_Document passage_:
######

Variations on Perspective: Clearing the Methodological Grounds

Holding a cross-cultural dialogue between Artaud, Michaux and the Zhuangzi so far looks very promising. But a percipient reader may turn to the very basics of this interpretative enterprise and question its primary conditions: is it even possible to start such a dialogue? Can the Zhuangzi, a syncretist text dating from the fourth century BCE and fraught with uncertainties in meaning in every passage, be translated in a way that makes sense in the context of a comparison with two writers who are different in just about every aspect (language, culture, history
)? What does it take to translate different intellectual and cultural experiences into each other? And if we can, is it desirable to do so? Although the comparative method seems to offer a tempting perspective onto wider and more exotic horizons, on what grounds is it anchored? Can we simply pluck writers and texts from any context and ‘do’ comparative literature?
These doubts about translation and comparison reflect the fundamental problems in comparative criticism, but are particularly radicalized by the comparison that this book purports to construct. Though there is already no dearth of comparative studies between European literatures, or between writers and texts that share a certain cultural tradition or historical era, a comparison such as that between Artaud, Michaux and the Zhuangzi poses questions about translatability and comparability in a much starker way. And this is precisely the methodological aim and interest of this book, for it does not treat translation and comparison as simply methods that structurally support its discussions but which become obscured in the end result, submerged in the façade of interpretation. Rather, my architectural vision of the book is a clear glass building where its bolts and nuts are seen. Much as the methodological questions about comparison stem from my chosen texts and writers for comparison, this choice also stems from the questions I want to ask. To see is to see from a perspective, and the intercultural and comparative perspective is, alongside the other central themes, also one major topic of this study.

######

_Data section_:

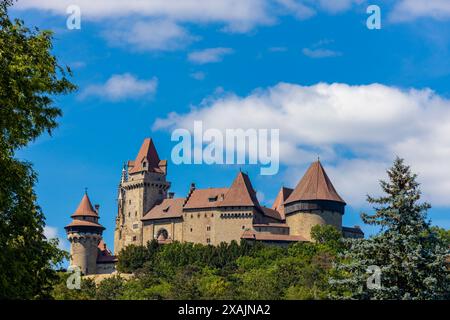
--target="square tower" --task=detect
[114,138,170,255]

######

_Required actions_:
A. Answer these questions about the passage on comparative method, one answer per line:
(i) To what century BCE does the passage date the Zhuangzi?
(ii) Which two writers does the book place in dialogue with the Zhuangzi?
(iii) What image does the author use for the architectural vision of the book?
B. Continue the passage on translation and comparison after its last sentence.
The lines are separate material and have no connection to the passage on comparative method.

_Results by task_:
A.
(i) The fourth century BCE.
(ii) Artaud and Michaux.
(iii) A clear glass building where its bolts and nuts are seen.

B.
Variation one: Translation as interpretation and the comparative experience of other cultures

Translation — understood both linguistically and metaphorically — is one of the most familiar perspectives that we constantly employ in life. Nevertheless, our literary and cultural sensibility is also constantly haunted by the fear of the untranslatable. We know that the translation will never be faithful to the original, that it is always more or less an interpretation. In the case of the Zhuangzi, the interpretative element in translation is particularly significant, because there is no way to talk about the text in its own language: classical Chinese. Nor can we access its living context. Even translating the text into modern Chinese means interpreting and explaining the original textual ambiguities in a certain way, which explains why there is so much debate about which Chinese translation of the Zhuangzi is better, or whether there is a single satisfactory Chinese translation at all. In this study, all citations from the Zhuangzi are my own translations (or occasionally modified from an existing translation I like), which take classical Chinese grammar as the most important guiding principle. This means that the Zhuangzi’s words presented here are my reading of them, since not a little interpretation is required to render the text into readable English (in fact the original text itself is sometimes unreadable). This interpretational caveat about translating the Zhuangzi has to be borne in mind throughout the book, for I am only presenting one possible view of the text to explore how this particular view becomes the starting point of a dialogue with other thinkers and intellectual traditions. As mentioned above, the main novelty of this book’s engagement with the Zhuangzi is not focusing on the excavation of meaning through the textual intricacies, but on how the text can be used to inspire new thought about Artaud and Michaux. The same goes for the French writers, for I am not primarily interested in what their works mean by themselves, but what they could mean when seen from the perspectives of different Zhuangzian ideas. In this sense, my emphasis is on operation rather than meaning, centrifugal inspiration from the Zhuangzi instead of centripetal exegesis within the text.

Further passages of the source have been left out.